» PASSAGE FOURNI:
════

Mère Teresa, figure omniprésente dans les Balkans
La Macédoine va honorer Mère Teresa, née dans la capitale Skopje en 1910, le 11 septembre prochain au cours d’une «journée de remerciement». La fondatrice des Missionnaires de la Charité aura été canonisée à Rome une semaine plus tôt, le 4 septembre 2016.
Le pape François a nommé le cardinal Vinko Puljic, archevêque de Sarajevo, en Bosnie-Herzégovine, comme son envoyé spécial pour cette «journée de remerciement» en Macédoine. Mère Teresa est une figure vénérée non seulement en Inde, mais également dans les Balkans, dont elle est originaire. Son histoire personnelle s’inscrit dans l’histoire complexe de cette région européenne.
Une sainte vénérée en Macédoine, au Kosovo et en Albanie
Anjezë (Agnès) Gonxha Bojaxhiu, la future Mère Teresa, est en effet née à Skopje, dans une famille albanaise, le 26 août 1910. Cette ville faisait alors partie de l’Empire ottoman. Par la suite, c’est la Serbie puis la Yougoslavie qui prirent le contrôle de cette ville, au fil des bouleversements dus aux guerres balkaniques et à la Première guerre mondiale. Partie en Inde en 1928, Mère Teresa a ensuite pris la nationalité indienne dans les années 1950 et n’a redécouvert son pays d’origine qu’à la fin de sa vie, rappelle Radio Vatican. Depuis plusieurs années, elle est cependant vénérée en Macédoine, au Kosovo et en Albanie.
«Nous sommes le peuple de Mère Teresa !» Cette déclaration du président albanais, lors de la visite du pape François en 2014, est révélatrice de la popularité de la future sainte. L’aéroport international de Tirana porte son nom, tout comme la cathédrale de Pristina, au Kosovo voisin, qui fut construite dans les années 2000 avec le soutien du leader indépendantiste musulman Ibrahim Rugova. Il était alors tellement enthousiaste que certains de ses proches avaient cru qu’il s’était converti au catholicisme. La figure de Mère Teresa transcende les clivages ethniques, religieux et politiques qui ont fracturé les Balkans au long du XXe siècle.

════

» EXTRAIT DES DONNÉES:
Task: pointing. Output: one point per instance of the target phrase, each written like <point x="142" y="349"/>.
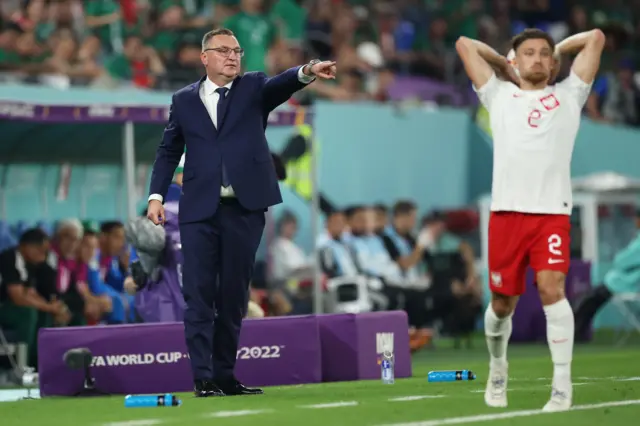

════

» SÉRIE DE TÂCHES:
1) D'après le texte sur Mère Teresa dans les Balkans, répondez brièvement :
(a) À quelle date Mère Teresa a-t-elle été canonisée à Rome ?
(b) En quelle année est-elle partie en Inde ?
(c) Qui le pape François a-t-il nommé comme envoyé spécial pour la « journée de remerciement » en Macédoine ?
2) Rédigez la suite du texte sur Mère Teresa dans les Balkans, en enchaînant directement après sa dernière phrase.

» RÉPONSES PAR TÂCHE:
1)
(a) Le 4 septembre 2016.
(b) En 1928.
(c) Le cardinal Vinko Puljic, archevêque de Sarajevo, en Bosnie-Herzégovine.

2)
La veuve du dictateur Enver Hodja élogieuse
L’histoire de l’Etat albanais traduit une évolution paradoxale. Marquée durant 40 ans par une dictature athée extrêmement sévère – le leader communiste Enver Hodja (Hoxha) ira jusqu’à proclamer en 1967 l’Albanie «premier Etat athée du monde» – le pays tient désormais Mère Teresa comme une héroïne nationale.
En 1989, pour sa première visite en Albanie, elle avait été reçue en grande pompe par les autorités encore communistes du pays. La religieuse catholique la plus célèbre du monde avait même rencontré la veuve de l’ancien président Enver Hoxha, qui s’était éteint quatre ans plus tôt.
Figure de miséricorde pour l’Europe
Toujours en vie actuellement, cette femme ne tarit pas d’éloges sur Mère Teresa qui avait alors déposé une fleur sur la tombe de son mari, en déclarant simplement vouloir montrer que, pour les chrétiens, «la mort n’est pas une fin définitive».
Cet hommage rendu à un chef d’Etat qui avait fait exécuter ses opposants et détruire tous les signes visibles de la religion avait beaucoup surpris.
Dans le même temps, les Missionnaires de la Charité ouvraient leurs premières maisons en URSS, avec le soutien personnel du président soviétique Mikhaïl Gorbatchev. Face à l’aura de sainteté de la religieuse, toutes les fractures idéologiques semblaient s’effacer. «La grande sainte de l’Inde fut donc aussi une figure de miséricorde pour l’Europe, au même titre que saint Jean Paul II, son frère dans la foi et dans la sainteté», note encore Radio Vatican. (cath.ch-apic/radiovatican/be)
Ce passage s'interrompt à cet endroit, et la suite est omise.